··· Estratto della pagina

D’altra parte, non dimentichiamo che i social media hanno rappresentato un vero strumento di emancipazione, per rovesciare alcune tirannie, alcuni governi dittatoriali, attira l’attenzione Alina Bârgăoanu. Cioè in questo momento c’è molto malcontento e c’è molta frustrazione nei confronti dei social media, ma, spiega, penso che sarebbe un peccato associarli solo a questo lato oscuro e dimenticare che, almeno nei primi tempi, hanno contribuito a una reale democratizzazione dello spazio pubblico: “I social media hanno preso d’assalto i media tradizionali, ma a volte giustamente, perché i media tradizionali cominciavano a rappresentare spazi chiusi e poi hanno creato questo modo di permettere a nuove voci di apparire nello spazio pubblico. Ma ora, in realtà, si può vedere il lato oscuro perché sono diventati molto, molto tecnologici e permettono un’ampia distorsione del modo in cui percepiamo la distribuzione dei contenuti. Ci sono anche aziende specializzate in ciò che viene chiamato “affitta un cloud digitale”, ossia una folla digitale. Se vuoi avere 1000 Mi piace sul tuo post significa che paghi l’importo x per i Mi piace successivi. E queste misurazioni, chiamate coinvolgimento, vengono elaborate dalla mente umana come indicazione di popolarità e poi come indicazione di verità.”

······

Secondo il brano sui social media, in che modo la mente umana elabora le misurazioni chiamate coinvolgimento?

··· Dati di esercitazione

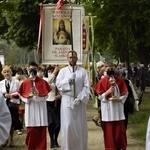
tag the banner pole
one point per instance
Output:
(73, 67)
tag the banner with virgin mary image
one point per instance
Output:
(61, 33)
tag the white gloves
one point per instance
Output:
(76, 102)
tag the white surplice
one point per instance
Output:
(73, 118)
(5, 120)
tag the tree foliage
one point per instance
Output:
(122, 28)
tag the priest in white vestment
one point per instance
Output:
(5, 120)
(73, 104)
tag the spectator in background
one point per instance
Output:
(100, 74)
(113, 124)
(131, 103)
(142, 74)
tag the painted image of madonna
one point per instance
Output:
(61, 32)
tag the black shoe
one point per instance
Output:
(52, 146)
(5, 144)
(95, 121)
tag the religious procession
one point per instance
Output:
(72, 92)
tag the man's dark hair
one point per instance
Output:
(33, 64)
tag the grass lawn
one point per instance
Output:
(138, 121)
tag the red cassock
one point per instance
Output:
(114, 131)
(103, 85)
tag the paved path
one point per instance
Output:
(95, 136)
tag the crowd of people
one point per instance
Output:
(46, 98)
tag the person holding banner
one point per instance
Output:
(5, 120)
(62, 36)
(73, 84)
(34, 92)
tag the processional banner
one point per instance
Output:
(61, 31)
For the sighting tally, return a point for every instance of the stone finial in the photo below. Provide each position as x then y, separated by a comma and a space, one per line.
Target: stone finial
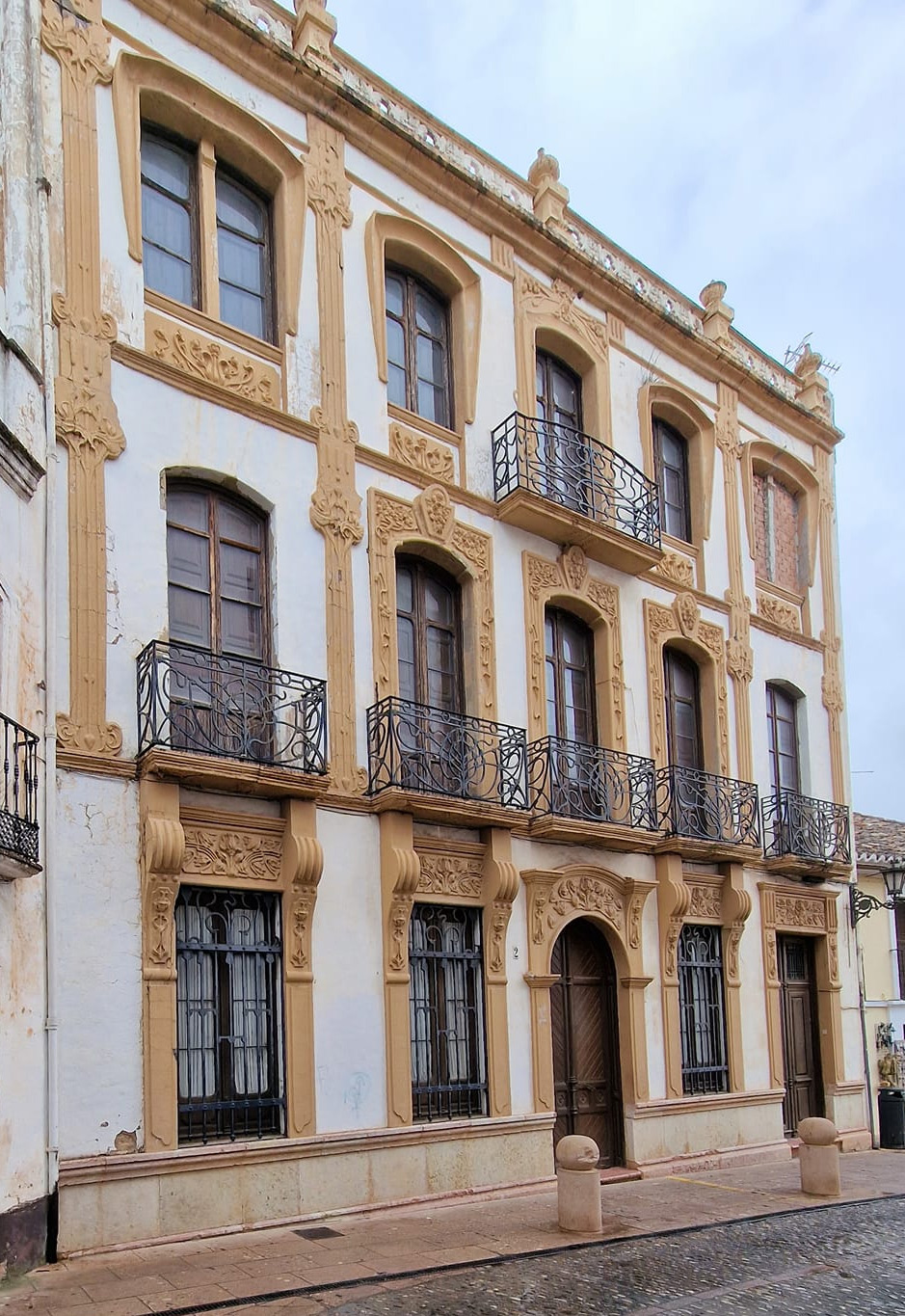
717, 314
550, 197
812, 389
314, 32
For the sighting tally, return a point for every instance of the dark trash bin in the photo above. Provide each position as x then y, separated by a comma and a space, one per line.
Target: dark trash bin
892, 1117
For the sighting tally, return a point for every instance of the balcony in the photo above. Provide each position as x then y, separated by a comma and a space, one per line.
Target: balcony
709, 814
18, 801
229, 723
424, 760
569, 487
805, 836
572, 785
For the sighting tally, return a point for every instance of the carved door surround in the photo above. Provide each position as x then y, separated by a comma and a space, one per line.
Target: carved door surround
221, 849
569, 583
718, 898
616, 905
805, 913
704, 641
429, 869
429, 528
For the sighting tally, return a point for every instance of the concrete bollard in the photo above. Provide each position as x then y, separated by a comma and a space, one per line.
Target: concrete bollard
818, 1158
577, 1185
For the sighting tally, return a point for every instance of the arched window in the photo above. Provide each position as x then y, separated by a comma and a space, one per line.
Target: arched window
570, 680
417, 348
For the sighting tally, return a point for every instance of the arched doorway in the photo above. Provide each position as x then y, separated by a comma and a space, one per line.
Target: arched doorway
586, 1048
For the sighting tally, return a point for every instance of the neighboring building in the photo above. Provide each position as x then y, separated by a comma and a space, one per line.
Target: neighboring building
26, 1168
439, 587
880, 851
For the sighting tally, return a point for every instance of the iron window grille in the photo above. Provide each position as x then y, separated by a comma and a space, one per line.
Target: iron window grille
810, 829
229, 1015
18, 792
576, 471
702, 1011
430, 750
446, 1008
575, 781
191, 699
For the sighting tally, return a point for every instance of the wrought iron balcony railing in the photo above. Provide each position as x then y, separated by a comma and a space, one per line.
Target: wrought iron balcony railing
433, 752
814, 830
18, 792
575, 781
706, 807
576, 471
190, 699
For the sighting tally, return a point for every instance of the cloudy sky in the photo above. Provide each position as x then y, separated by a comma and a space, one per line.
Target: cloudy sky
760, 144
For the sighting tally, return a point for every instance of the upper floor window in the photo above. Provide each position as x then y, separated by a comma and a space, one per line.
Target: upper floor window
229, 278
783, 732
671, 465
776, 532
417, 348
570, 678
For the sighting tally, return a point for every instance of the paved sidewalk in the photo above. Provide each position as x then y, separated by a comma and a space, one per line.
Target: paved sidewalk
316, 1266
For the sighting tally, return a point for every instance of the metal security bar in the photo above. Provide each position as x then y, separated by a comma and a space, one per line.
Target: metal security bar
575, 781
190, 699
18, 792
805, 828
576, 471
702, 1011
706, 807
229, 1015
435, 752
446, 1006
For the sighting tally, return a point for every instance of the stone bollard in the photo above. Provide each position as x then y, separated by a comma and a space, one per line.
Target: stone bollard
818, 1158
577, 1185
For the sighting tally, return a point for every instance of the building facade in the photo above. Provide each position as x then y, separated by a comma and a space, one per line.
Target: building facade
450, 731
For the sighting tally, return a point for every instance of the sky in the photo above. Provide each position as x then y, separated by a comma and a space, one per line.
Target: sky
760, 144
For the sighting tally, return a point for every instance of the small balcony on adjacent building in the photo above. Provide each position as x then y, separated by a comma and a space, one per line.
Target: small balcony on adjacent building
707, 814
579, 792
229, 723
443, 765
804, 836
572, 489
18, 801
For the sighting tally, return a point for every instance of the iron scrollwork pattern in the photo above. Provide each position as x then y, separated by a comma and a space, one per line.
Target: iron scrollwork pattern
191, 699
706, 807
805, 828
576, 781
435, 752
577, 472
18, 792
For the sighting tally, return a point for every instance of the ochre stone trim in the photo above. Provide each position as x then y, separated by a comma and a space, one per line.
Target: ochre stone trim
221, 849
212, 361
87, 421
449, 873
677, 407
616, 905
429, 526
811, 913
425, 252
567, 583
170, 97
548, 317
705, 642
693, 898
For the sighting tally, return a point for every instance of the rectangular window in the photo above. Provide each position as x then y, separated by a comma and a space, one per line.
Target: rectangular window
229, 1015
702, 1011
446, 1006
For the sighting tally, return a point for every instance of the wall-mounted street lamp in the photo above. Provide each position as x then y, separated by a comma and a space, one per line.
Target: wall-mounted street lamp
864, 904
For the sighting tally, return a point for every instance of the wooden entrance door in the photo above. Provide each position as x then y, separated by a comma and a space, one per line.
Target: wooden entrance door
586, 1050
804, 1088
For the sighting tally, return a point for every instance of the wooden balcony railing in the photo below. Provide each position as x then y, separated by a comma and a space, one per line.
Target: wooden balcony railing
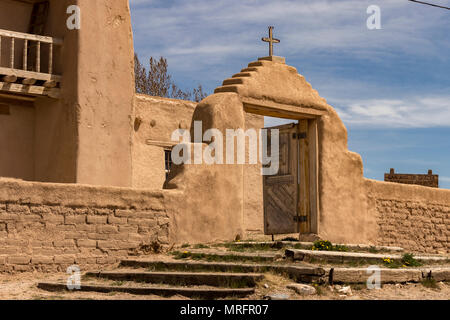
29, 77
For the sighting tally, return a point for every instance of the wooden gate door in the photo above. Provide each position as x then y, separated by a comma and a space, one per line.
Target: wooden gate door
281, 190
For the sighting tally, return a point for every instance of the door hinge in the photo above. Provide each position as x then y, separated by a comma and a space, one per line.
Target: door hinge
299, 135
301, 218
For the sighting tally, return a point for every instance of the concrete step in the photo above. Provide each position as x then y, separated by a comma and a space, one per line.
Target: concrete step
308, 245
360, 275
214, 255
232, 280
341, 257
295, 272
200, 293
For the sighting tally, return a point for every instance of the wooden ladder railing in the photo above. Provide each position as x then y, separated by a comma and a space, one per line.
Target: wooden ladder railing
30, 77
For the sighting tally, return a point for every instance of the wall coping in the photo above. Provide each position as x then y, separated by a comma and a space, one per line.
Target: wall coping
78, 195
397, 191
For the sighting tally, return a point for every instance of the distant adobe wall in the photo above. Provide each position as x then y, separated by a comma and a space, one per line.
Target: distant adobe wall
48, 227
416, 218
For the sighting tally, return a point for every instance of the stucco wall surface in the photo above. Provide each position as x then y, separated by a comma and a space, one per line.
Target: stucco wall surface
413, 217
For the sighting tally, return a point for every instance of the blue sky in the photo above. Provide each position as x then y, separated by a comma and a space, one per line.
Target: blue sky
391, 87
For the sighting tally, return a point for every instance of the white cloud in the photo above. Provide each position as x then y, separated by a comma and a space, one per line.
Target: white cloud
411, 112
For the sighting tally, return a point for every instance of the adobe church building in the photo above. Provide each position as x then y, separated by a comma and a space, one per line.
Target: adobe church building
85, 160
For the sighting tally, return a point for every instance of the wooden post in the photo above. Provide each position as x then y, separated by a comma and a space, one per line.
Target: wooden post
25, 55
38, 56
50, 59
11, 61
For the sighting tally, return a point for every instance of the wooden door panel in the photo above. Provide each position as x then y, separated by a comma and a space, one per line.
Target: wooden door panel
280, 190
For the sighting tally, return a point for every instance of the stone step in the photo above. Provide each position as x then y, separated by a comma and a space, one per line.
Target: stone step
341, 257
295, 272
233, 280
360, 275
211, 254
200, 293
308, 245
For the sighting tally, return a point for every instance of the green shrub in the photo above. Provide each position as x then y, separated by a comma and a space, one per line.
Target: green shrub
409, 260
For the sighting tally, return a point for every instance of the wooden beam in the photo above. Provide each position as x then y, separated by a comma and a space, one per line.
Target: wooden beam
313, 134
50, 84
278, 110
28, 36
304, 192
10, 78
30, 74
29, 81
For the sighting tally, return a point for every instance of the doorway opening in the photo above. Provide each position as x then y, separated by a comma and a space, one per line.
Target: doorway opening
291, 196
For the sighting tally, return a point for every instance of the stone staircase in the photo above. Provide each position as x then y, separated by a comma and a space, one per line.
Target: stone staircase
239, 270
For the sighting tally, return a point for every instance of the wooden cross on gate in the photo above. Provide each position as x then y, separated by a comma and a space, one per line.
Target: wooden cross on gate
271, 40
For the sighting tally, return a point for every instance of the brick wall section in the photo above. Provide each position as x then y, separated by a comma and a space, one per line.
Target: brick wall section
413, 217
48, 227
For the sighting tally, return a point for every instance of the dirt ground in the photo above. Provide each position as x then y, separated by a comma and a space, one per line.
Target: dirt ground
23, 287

······

§ Risposta
Le elabora come indicazione di popolarità e poi come indicazione di verità.